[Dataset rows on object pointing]
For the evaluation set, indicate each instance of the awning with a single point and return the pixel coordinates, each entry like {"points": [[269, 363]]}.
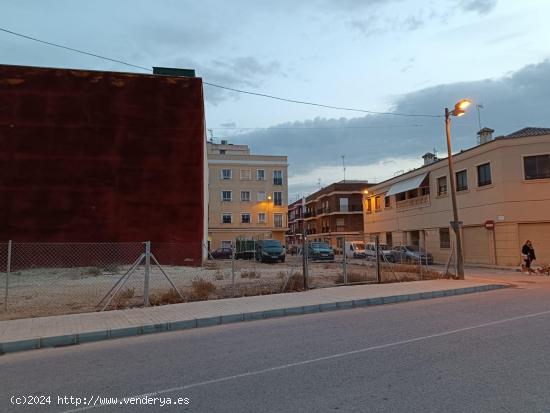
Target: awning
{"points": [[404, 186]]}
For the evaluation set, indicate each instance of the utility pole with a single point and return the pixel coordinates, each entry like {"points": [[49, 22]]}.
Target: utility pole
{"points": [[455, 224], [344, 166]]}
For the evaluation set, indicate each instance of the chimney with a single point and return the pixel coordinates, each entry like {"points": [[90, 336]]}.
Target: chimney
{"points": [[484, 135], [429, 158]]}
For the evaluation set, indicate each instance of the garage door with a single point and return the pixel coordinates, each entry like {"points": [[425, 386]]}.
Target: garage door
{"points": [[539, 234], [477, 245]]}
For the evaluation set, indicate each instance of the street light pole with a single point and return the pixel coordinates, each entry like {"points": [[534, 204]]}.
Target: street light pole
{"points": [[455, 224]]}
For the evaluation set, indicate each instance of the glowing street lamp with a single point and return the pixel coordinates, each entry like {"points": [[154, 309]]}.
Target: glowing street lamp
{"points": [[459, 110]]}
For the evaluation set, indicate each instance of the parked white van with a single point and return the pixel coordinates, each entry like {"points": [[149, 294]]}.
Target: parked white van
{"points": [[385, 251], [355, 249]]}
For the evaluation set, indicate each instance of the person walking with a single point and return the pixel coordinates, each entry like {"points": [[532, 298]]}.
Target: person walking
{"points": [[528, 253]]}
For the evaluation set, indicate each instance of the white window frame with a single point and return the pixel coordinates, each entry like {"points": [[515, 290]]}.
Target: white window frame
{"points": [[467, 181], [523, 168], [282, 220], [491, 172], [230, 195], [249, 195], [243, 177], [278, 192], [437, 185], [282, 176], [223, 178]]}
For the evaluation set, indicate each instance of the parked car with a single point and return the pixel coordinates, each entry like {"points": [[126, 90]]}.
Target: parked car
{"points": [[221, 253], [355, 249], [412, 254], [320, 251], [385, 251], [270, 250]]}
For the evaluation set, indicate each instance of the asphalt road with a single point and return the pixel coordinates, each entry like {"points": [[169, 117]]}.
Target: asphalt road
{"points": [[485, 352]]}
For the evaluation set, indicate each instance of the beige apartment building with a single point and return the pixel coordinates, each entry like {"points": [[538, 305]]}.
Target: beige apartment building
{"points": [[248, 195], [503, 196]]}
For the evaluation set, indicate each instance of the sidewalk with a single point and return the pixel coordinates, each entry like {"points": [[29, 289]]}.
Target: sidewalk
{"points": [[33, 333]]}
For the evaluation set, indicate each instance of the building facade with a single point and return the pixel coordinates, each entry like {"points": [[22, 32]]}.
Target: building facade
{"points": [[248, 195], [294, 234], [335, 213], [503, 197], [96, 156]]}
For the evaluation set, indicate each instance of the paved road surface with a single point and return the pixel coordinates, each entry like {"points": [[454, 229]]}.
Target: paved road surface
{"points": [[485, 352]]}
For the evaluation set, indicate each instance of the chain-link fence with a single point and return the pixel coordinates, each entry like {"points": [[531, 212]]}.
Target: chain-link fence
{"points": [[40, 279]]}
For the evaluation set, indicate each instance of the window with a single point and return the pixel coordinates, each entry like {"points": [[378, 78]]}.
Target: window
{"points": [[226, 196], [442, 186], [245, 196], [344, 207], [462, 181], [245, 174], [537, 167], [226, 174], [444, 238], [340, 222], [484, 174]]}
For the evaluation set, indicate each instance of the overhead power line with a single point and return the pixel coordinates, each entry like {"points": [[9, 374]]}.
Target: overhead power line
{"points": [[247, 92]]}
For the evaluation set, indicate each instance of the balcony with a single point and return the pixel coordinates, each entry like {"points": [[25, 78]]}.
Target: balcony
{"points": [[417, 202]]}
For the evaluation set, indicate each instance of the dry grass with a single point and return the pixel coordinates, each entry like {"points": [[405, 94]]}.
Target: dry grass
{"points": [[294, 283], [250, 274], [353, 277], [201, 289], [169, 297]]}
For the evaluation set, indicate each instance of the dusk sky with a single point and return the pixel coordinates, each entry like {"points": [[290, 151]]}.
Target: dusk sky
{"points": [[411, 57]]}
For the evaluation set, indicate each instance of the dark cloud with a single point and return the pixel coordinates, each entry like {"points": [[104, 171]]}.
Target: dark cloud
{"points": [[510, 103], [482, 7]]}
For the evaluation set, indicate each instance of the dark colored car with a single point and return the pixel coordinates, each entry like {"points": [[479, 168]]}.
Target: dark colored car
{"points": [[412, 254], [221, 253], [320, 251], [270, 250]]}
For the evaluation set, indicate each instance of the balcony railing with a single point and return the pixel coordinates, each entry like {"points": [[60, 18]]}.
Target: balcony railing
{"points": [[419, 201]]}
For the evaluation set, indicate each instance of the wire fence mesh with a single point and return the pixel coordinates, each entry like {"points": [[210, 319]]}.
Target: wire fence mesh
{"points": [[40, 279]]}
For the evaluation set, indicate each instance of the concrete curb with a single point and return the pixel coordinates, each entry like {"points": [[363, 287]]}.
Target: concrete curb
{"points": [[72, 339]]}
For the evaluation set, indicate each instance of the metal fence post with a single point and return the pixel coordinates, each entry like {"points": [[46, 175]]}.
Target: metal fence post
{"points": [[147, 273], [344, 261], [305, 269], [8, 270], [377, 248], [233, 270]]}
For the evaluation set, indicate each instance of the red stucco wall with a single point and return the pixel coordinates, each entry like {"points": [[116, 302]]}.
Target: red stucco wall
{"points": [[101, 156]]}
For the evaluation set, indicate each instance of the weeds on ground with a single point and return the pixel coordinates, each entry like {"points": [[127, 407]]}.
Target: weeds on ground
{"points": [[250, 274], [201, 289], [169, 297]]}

==

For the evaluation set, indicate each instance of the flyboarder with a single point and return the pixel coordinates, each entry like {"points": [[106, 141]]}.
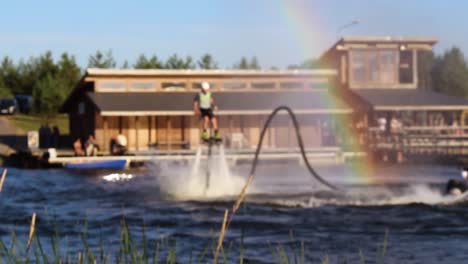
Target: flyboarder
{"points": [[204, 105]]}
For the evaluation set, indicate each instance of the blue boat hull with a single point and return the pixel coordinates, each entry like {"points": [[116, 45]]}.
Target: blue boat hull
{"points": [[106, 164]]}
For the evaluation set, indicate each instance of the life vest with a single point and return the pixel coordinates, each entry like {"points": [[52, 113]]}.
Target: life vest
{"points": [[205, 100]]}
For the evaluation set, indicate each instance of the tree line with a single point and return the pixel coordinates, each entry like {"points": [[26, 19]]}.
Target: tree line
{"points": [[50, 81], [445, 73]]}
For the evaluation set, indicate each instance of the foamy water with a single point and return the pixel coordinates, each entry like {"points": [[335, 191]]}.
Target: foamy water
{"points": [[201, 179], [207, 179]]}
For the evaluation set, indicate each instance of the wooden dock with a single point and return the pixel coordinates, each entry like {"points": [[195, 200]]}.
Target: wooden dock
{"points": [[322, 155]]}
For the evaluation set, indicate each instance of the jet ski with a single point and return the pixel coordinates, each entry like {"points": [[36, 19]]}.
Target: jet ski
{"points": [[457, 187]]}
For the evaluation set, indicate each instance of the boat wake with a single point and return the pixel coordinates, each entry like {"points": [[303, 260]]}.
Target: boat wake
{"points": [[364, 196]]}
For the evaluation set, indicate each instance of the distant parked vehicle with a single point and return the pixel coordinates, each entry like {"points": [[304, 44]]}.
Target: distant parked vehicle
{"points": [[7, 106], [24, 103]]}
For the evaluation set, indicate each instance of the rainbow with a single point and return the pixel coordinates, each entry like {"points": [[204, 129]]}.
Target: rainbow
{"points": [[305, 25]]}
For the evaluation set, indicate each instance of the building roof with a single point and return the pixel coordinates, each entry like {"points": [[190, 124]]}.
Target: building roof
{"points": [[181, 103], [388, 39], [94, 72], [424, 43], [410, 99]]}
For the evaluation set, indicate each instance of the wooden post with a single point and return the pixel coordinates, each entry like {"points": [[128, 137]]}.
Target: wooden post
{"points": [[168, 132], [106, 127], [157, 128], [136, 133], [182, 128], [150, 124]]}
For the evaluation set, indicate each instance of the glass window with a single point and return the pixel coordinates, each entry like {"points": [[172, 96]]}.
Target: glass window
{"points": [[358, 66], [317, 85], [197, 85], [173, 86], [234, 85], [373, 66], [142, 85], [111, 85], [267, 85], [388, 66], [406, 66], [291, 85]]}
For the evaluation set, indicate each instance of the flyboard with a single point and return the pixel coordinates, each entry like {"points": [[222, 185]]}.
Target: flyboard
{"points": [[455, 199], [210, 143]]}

> **Task to carry out**
Pick out every line of the rows above that contains the word "concrete".

> **Exercise response**
For the evaluation set, indicate each instance of the concrete curb with a single point and return the pixel coordinates, each entry like {"points": [[363, 287]]}.
Target: concrete curb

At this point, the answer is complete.